* [EXERCISE GOAL]: Quote all entries in full, exactly.

──────── INPUT ROWS

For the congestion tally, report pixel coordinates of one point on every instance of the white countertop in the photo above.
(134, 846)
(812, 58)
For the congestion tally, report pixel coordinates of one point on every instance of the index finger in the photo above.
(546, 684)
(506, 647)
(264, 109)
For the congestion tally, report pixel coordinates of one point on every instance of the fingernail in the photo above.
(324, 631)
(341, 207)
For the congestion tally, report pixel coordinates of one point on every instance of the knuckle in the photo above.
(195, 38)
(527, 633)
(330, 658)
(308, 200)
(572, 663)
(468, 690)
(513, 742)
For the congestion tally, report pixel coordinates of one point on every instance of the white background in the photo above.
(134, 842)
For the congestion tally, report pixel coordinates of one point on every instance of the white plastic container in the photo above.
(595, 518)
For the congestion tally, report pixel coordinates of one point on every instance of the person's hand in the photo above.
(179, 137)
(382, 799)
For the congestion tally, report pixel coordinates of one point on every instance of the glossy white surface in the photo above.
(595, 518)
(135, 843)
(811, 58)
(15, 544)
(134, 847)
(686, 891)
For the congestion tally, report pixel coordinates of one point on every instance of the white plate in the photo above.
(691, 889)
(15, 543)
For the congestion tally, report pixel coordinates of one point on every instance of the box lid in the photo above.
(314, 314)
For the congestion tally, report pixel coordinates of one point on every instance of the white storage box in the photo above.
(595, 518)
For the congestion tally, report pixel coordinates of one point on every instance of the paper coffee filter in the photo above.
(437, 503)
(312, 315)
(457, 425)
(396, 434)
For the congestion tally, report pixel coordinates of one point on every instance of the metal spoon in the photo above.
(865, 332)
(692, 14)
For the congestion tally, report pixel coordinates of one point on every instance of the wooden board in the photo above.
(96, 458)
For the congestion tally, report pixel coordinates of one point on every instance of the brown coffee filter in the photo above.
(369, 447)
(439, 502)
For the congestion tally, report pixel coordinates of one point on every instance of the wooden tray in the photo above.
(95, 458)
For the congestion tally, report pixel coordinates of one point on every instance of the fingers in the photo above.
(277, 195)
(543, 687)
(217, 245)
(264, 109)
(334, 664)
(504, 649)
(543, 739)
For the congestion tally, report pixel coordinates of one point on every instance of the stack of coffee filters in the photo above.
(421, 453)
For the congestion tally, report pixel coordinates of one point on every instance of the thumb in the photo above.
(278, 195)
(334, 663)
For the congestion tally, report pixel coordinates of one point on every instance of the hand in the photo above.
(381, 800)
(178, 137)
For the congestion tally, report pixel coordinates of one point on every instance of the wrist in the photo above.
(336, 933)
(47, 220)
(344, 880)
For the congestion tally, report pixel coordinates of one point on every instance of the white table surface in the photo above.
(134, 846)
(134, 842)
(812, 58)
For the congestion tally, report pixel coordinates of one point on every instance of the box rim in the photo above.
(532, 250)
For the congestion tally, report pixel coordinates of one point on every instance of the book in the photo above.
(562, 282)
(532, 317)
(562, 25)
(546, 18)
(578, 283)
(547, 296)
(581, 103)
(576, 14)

────────────────

* [COMPLETED EXERCISE]:
For the congestion tally, report pixel coordinates of one point on every instance of the white countertop in the photo above.
(134, 846)
(812, 58)
For the congestion tally, report pixel coordinates of one point on every instance of the index finger in the photo above.
(546, 684)
(506, 647)
(264, 109)
For the congestion tally, report pixel coordinates of one point on every instance of the fingernail in the photo above.
(324, 631)
(341, 207)
For the congestion tally, report pixel coordinates of one point on every instance of the knuckle in the photo above.
(195, 38)
(527, 633)
(330, 658)
(308, 200)
(572, 663)
(468, 690)
(513, 742)
For the congestion tally, report pixel coordinates of one point on every instance of the white background in the photo above.
(134, 842)
For the congestion tally, report pixel coordinates of one point on every instance of the white plastic container in the photo above.
(595, 518)
For the congestion tally, report pixel coordinates of one point on every instance of the person's hand in the photo above.
(179, 137)
(382, 799)
For the congestion tally, report pixel coordinates of one point on every instance of the glossy white surface in the photo above.
(595, 518)
(135, 843)
(811, 58)
(15, 544)
(134, 847)
(686, 891)
For the congestion tally, report pixel coordinates of one point on every instance of the white plate in the photo above.
(691, 889)
(15, 543)
For the congestion tally, report pixel coordinates of one point on every instance of the box lid in the photo above.
(314, 314)
For the congestion tally, report pixel coordinates of one point on every instance of the white storage box in the photo above.
(595, 518)
For the congestion tally, report pixel coordinates of one point on every instance of the paper coffee filter in the photo above.
(437, 503)
(312, 315)
(457, 425)
(396, 434)
For the congestion tally, report pixel coordinates of one point on every instance of the metal spoon in the photo above.
(865, 332)
(692, 14)
For the congestion tally, report pixel coordinates of one point on every instance of the wooden board in the photo above.
(96, 458)
For the congestion tally, report pixel coordinates of one point on every instance of the brown coffee filter in the photo above.
(369, 447)
(439, 502)
For the congestion tally, report pixel coordinates of one point on every instance of the wooden tray in the photo above.
(95, 458)
For the congestion tally, report pixel coordinates of one point on every instance of the fingers in the photo above.
(277, 195)
(543, 687)
(217, 245)
(264, 109)
(334, 664)
(504, 649)
(543, 739)
For the congestion tally, report pixel coordinates of one point on every instance of the stack of coffee filters in the photo above.
(421, 453)
For the congestion tally, report pixel coordinates of one point on every instance of the thumb in the photo above.
(278, 195)
(334, 663)
For the congestion tally, report pixel coordinates of one point on every instance of the hand in the photo above.
(381, 800)
(178, 137)
For the congestion tally, report pixel coordinates of one point on every instance of the wrist in the photo above.
(336, 933)
(47, 220)
(344, 880)
For the congestion tally, report pixel coordinates of one point on every instance of the white table surface in the photo above.
(134, 846)
(134, 842)
(812, 58)
For the congestion tally, report pixel coordinates of one point on every instance of the box rim in the photo above.
(532, 250)
For the congestion tally, report pixel coordinates of one point on every instance of the book in the photo above.
(562, 282)
(532, 317)
(562, 25)
(546, 18)
(578, 283)
(547, 296)
(581, 103)
(576, 14)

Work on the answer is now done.